* Start Data section *
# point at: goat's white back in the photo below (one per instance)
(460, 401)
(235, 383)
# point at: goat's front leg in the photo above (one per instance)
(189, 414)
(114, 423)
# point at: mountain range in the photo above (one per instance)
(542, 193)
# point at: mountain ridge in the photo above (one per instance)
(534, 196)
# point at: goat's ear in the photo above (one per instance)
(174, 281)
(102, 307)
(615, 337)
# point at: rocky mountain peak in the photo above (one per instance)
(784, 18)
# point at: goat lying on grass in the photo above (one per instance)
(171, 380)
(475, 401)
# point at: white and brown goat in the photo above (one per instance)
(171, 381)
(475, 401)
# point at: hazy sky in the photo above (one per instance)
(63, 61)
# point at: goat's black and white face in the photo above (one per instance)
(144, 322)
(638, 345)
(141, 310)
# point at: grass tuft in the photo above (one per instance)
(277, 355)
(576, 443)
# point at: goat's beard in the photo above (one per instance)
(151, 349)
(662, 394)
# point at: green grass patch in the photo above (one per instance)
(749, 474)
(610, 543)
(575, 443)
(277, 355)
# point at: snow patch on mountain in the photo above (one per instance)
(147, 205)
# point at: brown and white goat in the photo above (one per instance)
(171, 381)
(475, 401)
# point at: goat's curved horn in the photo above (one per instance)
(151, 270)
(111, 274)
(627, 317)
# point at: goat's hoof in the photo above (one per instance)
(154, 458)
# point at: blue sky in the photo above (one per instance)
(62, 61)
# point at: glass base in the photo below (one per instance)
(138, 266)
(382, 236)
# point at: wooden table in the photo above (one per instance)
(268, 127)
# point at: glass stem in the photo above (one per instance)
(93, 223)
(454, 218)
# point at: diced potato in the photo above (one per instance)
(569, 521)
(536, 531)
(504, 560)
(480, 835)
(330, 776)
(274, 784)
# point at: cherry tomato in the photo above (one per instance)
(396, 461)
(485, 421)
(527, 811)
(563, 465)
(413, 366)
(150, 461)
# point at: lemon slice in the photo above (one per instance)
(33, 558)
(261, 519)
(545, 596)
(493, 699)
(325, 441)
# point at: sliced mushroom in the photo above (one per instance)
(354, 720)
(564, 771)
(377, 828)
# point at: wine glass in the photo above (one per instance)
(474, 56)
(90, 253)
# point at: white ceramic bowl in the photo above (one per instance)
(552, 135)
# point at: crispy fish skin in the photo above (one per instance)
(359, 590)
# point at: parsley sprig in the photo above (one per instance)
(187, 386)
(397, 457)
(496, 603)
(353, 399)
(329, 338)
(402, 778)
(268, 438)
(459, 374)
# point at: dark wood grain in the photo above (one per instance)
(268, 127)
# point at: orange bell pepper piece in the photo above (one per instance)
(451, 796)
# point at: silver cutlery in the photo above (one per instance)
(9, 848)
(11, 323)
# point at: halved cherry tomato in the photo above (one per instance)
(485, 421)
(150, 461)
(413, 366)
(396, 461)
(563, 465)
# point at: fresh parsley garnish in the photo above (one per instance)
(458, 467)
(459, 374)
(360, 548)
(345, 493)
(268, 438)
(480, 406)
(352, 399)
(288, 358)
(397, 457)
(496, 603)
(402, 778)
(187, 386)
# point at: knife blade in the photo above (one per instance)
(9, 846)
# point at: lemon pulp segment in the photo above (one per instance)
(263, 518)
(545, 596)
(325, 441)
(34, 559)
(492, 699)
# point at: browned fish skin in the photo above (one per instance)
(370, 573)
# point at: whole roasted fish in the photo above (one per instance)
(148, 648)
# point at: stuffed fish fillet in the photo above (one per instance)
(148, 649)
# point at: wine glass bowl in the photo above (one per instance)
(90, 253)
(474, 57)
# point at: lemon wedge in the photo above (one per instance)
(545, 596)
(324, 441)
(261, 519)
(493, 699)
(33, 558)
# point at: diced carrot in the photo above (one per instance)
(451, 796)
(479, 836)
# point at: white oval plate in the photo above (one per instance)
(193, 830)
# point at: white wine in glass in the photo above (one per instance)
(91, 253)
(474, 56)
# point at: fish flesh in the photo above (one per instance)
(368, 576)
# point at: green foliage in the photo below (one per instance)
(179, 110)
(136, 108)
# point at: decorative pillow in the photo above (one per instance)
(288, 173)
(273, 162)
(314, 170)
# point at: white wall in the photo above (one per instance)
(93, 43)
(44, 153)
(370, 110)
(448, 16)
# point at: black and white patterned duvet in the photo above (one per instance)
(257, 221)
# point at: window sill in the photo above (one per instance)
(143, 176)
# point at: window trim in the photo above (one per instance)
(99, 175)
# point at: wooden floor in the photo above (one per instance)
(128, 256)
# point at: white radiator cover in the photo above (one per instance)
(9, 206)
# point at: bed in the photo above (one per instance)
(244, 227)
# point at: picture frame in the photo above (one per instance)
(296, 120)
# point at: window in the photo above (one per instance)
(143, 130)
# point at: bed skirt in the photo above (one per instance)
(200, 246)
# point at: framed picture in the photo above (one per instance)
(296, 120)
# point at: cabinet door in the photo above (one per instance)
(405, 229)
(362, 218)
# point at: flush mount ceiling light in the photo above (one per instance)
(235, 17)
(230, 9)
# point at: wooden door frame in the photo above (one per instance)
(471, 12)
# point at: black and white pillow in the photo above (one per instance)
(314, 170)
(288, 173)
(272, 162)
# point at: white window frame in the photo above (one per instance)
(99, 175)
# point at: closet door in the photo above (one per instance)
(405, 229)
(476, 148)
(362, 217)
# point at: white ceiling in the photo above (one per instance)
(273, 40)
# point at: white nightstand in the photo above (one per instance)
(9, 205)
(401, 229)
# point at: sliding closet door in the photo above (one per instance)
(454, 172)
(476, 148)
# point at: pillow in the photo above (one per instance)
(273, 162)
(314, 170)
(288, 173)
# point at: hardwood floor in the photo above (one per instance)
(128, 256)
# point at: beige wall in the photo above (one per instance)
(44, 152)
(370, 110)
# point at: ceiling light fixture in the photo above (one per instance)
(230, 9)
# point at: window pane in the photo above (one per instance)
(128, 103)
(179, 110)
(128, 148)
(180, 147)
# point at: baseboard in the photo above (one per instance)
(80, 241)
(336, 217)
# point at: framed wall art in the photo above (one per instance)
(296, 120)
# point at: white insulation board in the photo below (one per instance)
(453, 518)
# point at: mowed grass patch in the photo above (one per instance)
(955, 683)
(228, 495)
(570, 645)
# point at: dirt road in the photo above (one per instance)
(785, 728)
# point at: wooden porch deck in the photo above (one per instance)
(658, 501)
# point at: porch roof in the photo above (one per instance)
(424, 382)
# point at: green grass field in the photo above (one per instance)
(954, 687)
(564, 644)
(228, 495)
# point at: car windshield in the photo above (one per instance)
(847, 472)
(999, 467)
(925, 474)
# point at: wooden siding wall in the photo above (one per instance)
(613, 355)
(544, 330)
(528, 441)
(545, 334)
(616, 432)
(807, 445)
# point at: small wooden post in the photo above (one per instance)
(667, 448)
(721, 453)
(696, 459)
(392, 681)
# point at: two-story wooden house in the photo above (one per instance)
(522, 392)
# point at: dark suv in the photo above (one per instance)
* End Data section *
**Aim of the task:**
Generate an exact reproduction of all entries.

**Task answer:**
# point at: goat's white back in the photo below (one per instance)
(460, 401)
(235, 383)
# point at: goat's front leg in the photo above (one per instance)
(189, 414)
(114, 423)
# point at: mountain range in the photo above (one per instance)
(542, 193)
# point at: mountain ridge in the photo above (one per instance)
(534, 196)
# point at: goat's ear in the photo above (one per instance)
(174, 281)
(102, 307)
(615, 337)
# point at: rocky mountain peak in the photo above (one per instance)
(784, 18)
# point at: goat lying on grass in the photo above (one per instance)
(171, 380)
(475, 401)
# point at: white and brown goat in the photo above (one per instance)
(171, 381)
(475, 401)
# point at: hazy sky in the photo above (one per instance)
(63, 61)
# point at: goat's black and white face in the photo above (one per instance)
(144, 322)
(638, 345)
(141, 310)
# point at: grass tuft in the photo above (one per instance)
(277, 355)
(576, 443)
# point at: goat's beard in the photo above (one per instance)
(151, 349)
(662, 394)
# point at: green grass patch in the photo above (one per instance)
(749, 474)
(610, 543)
(575, 443)
(277, 355)
# point at: snow patch on mountain in the photo above (one per instance)
(147, 205)
# point at: brown and white goat in the photo above (one per instance)
(171, 381)
(475, 401)
# point at: goat's curved horn in the photo above (one per instance)
(151, 270)
(111, 274)
(627, 317)
# point at: goat's hoof in the photo above (one per instance)
(154, 458)
# point at: blue sky in the photo above (one per instance)
(62, 61)
# point at: glass base in the photo below (one per instance)
(138, 266)
(382, 236)
# point at: wooden table in the photo above (one per instance)
(268, 127)
# point at: glass stem in the photo above (one per instance)
(93, 223)
(454, 218)
# point at: diced potato in the photo above (one per instance)
(569, 521)
(536, 531)
(504, 560)
(480, 835)
(330, 776)
(274, 784)
# point at: cherry tomato in the photo above (one per instance)
(396, 461)
(485, 421)
(527, 811)
(563, 465)
(413, 366)
(150, 461)
# point at: lemon slice in the photo above (one per instance)
(33, 558)
(261, 519)
(545, 596)
(493, 699)
(325, 441)
# point at: sliced mushroom in the photo above (one per instance)
(354, 720)
(564, 771)
(377, 828)
# point at: wine glass in the photo above (one per instance)
(474, 56)
(90, 253)
# point at: white ceramic bowl in the photo above (one per instance)
(552, 135)
# point at: crispy fish skin in the photo above (one per instance)
(359, 590)
# point at: parsley sprig in the photo above (one per instance)
(187, 386)
(397, 457)
(496, 603)
(353, 399)
(329, 338)
(402, 778)
(268, 438)
(459, 374)
# point at: dark wood grain in the photo above (one per instance)
(268, 127)
# point at: orange bell pepper piece in the photo above (one per instance)
(451, 796)
# point at: silver cutlery in the photo above (one per instance)
(9, 848)
(11, 323)
# point at: halved cherry tomato in the photo above (one per instance)
(485, 421)
(150, 461)
(413, 366)
(396, 461)
(563, 465)
# point at: fresh parsley garnish in the photo above (one per instance)
(458, 467)
(459, 374)
(360, 548)
(345, 493)
(268, 438)
(480, 406)
(352, 399)
(288, 358)
(397, 457)
(496, 603)
(402, 778)
(187, 386)
# point at: knife blade in the photo above (one per instance)
(9, 846)
# point at: lemon pulp segment in the photo above (one per instance)
(263, 518)
(545, 596)
(325, 441)
(34, 559)
(492, 699)
# point at: browned fish skin in the photo above (one per instance)
(370, 573)
# point at: whole roasted fish in the photo above (one per instance)
(148, 648)
# point at: stuffed fish fillet in the photo above (one per instance)
(148, 649)
# point at: wine glass bowl in the photo above (one per instance)
(90, 253)
(474, 57)
# point at: lemon wedge in the photo above (one per instance)
(545, 596)
(324, 441)
(261, 519)
(493, 699)
(33, 558)
# point at: diced carrot in the photo above (one per instance)
(451, 796)
(479, 836)
# point at: white oval plate in the photo above (one per instance)
(193, 830)
# point at: white wine in glass in the photo above (one per instance)
(91, 253)
(474, 56)
# point at: fish flesh in the photo above (one per instance)
(368, 576)
# point at: green foliage in the photo below (one per instance)
(179, 110)
(136, 108)
# point at: decorative pillow in the photo above (one per instance)
(288, 173)
(273, 162)
(314, 170)
# point at: white wall in the photo above (one per instance)
(93, 43)
(44, 153)
(370, 110)
(448, 16)
# point at: black and white patterned duvet in the photo above (one per instance)
(257, 221)
# point at: window sill in the photo above (one per instance)
(143, 176)
# point at: window trim in the photo above (one per instance)
(99, 175)
# point at: wooden floor in the photo above (one per instance)
(128, 256)
# point at: white radiator cover in the photo above (one per instance)
(9, 206)
# point at: bed in the photo above (one per instance)
(244, 227)
# point at: picture frame in the photo above (one per instance)
(296, 120)
# point at: window in the photo above (one per instance)
(143, 130)
# point at: bed skirt in the photo above (one per instance)
(200, 246)
# point at: framed picture in the photo above (one per instance)
(296, 120)
# point at: cabinet door in the photo above (one per instance)
(405, 229)
(362, 218)
# point at: flush mount ceiling light in the photo above (one per instance)
(235, 17)
(230, 9)
# point at: wooden door frame in the photo above (one per instance)
(471, 12)
# point at: black and white pillow in the photo above (one per instance)
(314, 170)
(288, 173)
(272, 162)
# point at: white window frame in the photo above (one per instance)
(99, 175)
# point at: closet door in the photo above (one per instance)
(405, 229)
(476, 148)
(362, 217)
# point at: white ceiling in the photo above (one per instance)
(273, 40)
# point at: white nightstand in the photo above (one per instance)
(9, 205)
(401, 229)
# point at: sliding closet door in the photo above (one per instance)
(454, 172)
(476, 148)
# point at: pillow in the photo above (one per instance)
(273, 162)
(314, 170)
(288, 173)
# point at: hardwood floor in the photo above (one per instance)
(128, 256)
# point at: beige wall in the photo above (one per instance)
(44, 152)
(370, 110)
# point at: ceiling light fixture in the photo above (one per instance)
(230, 9)
# point at: window pane in the photo above (one per instance)
(128, 103)
(179, 110)
(128, 148)
(180, 147)
# point at: baseboard in the photo above (one per instance)
(80, 241)
(336, 217)
# point at: framed wall art in the photo above (one per instance)
(296, 120)
# point at: white insulation board in the photo below (one per instance)
(453, 518)
# point at: mowed grass patch in the photo above (one per instance)
(955, 683)
(228, 495)
(570, 645)
# point at: dirt road in the photo above (one per instance)
(785, 728)
# point at: wooden porch deck in the photo above (one per instance)
(658, 501)
# point at: porch roof in the photo above (one per instance)
(424, 382)
# point at: green grass field in the photo above (one per instance)
(954, 687)
(564, 644)
(228, 495)
# point at: car windshield in the photo above (one per instance)
(847, 472)
(999, 467)
(925, 474)
# point at: wooden siding wall in the photo above (one per instance)
(613, 355)
(544, 330)
(528, 441)
(545, 334)
(616, 432)
(807, 445)
# point at: small wooden post in the photo above (one per instance)
(667, 448)
(721, 453)
(696, 459)
(392, 681)
# point at: two-story wooden house in the photo above (one per instance)
(522, 392)
# point at: dark suv in the photo above (one per instance)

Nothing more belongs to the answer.